USING THE INFORMATION:
1. Reproduce the portion of the DESeq2 thread below starting with "Other than that, I" and going on through "comparisons from them.".
2. Answer these questions from the DESeq2 thread below:
(a) What kind of test does the reply recommend for the question "What genes change over time?"
(b) In the example the first poster gives, after how many hours does the gene go down again?
(c) Which plots does the reply say people are typically encouraged to spend some time with?
3. Which bulleted options appear in the DESeq2 thread below between "No announcement yet." and "Clear All"? List them all.

STUDY TEXT:
********
Seqanswers Leaderboard Ad

Collapse

Announcement

Collapse
No announcement yet.
X
 
  • Filter
  • Time
  • Show
Clear All
new posts

  • DESeq2 dynamics in a timecourse experiment

    dear all,

    we are trying to analyse a time-course data set of several time-point with replica. we're looking for genes which are changing across all TP as well as genes with a difference on a pair-wise comparison between two time points.

    My questions regards the sensitivity of the dynamics in the analysis of DSeq2.
    Identifying significant changes when considering multiple time-points isn't as simple as a consistent change over all time-points continuously, because a gene can be high at 1 or 2 time-points and off at the rest, and that is a significant biological difference.

    my question is therefore does DESeq2 timecourse model design is able to identify genes which are going up and down over multiple time-points in my time course experiments

    for example, if I have a gene which goes high up after 1h, than normalized and than again go down after 24h, will deseq2 be able to identify this genes as a significantly deregulated genes over all time-points?
    Do I need to check for all coefficients to get a complete overview of the genes changed over time?

    thanks

    Assa

  • #2
    For the question of, "What genes change over time?", what you want to do is an LRT test where the reduced model lacks the time component. This will give you everything that changes, regardless of whether it's a consistent change or only up/down at one time point.

    Other than that, I think people are typically encouraged to spend some time with the PCA plots. You can often make some guess as to useful pairwise comparisons from them.
********
SUPPLIED DATA:
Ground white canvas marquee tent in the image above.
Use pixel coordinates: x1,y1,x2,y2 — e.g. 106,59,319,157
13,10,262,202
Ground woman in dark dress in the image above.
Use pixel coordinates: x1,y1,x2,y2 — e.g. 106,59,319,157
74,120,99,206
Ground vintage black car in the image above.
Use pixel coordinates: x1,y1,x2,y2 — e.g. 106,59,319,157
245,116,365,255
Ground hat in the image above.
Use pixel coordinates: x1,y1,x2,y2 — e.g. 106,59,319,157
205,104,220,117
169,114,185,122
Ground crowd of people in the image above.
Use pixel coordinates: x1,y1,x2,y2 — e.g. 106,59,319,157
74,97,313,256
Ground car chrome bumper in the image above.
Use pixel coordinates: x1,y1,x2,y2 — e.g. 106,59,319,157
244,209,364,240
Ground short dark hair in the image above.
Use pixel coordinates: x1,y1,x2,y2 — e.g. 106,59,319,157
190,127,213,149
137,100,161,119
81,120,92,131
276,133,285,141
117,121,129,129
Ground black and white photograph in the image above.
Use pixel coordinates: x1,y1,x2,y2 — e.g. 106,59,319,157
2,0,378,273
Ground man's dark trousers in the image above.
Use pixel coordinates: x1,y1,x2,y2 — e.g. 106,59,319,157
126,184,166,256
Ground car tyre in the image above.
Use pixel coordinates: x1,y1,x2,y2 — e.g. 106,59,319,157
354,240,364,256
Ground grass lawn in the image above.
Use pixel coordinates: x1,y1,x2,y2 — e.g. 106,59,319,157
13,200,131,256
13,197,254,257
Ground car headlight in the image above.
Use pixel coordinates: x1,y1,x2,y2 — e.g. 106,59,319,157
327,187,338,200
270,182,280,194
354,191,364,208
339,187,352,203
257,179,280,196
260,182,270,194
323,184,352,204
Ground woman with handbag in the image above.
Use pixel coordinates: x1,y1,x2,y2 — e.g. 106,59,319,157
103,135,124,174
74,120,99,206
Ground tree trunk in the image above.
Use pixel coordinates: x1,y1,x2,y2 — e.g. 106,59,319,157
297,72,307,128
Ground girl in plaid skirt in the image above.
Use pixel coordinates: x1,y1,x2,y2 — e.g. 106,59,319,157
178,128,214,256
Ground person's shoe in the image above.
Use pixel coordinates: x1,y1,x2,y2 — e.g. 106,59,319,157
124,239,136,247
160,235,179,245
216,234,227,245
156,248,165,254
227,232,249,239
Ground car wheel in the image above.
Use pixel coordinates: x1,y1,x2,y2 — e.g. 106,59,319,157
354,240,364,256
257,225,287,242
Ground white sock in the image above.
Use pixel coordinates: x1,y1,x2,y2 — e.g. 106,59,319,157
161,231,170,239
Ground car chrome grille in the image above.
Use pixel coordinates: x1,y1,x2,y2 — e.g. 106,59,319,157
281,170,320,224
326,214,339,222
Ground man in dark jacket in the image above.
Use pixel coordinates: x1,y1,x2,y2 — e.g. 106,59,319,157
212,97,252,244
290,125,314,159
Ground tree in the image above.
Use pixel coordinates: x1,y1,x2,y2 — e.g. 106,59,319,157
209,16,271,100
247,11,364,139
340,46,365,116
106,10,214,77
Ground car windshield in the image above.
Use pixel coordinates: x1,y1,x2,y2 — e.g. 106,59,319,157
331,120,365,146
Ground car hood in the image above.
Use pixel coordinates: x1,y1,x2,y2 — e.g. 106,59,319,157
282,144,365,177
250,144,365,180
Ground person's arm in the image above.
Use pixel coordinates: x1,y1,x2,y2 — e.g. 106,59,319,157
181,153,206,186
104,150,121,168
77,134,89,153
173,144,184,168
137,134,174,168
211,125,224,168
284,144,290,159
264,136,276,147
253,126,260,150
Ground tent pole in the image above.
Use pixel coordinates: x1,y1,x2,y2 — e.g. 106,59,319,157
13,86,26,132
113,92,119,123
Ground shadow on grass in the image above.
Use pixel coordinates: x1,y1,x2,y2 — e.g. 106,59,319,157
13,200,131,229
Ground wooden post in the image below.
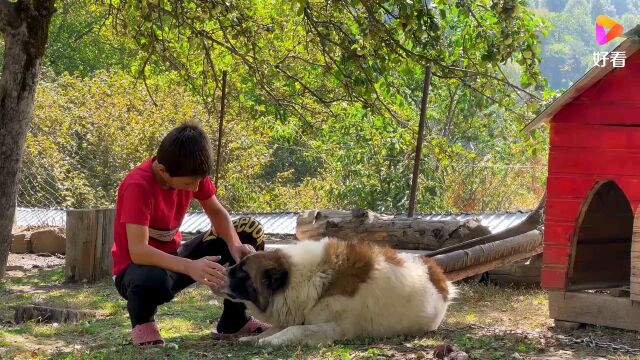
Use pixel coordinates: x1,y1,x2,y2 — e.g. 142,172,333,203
65,209,115,282
407,64,432,217
214,70,227,189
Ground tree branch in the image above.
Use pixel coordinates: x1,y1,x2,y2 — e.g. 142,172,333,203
0,0,17,34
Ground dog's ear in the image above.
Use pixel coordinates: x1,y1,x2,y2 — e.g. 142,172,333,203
264,268,289,292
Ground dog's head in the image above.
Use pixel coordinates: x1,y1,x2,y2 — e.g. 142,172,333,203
225,250,290,312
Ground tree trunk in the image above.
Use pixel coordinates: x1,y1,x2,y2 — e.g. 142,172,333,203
296,209,491,250
0,0,55,278
65,209,115,282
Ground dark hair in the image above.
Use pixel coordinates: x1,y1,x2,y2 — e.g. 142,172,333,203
156,123,212,177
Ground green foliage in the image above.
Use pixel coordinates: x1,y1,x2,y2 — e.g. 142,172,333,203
15,0,546,213
43,0,137,76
********
RESPONSES PER TASK:
1.
Other than that, I think people are typically encouraged to spend some time with the PCA plots. You can often make some guess as to useful pairwise comparisons from them.

2.
(a) An LRT test where the reduced model lacks the time component.
(b) After 24h.
(c) The PCA plots.

3.
Filter
Time
Show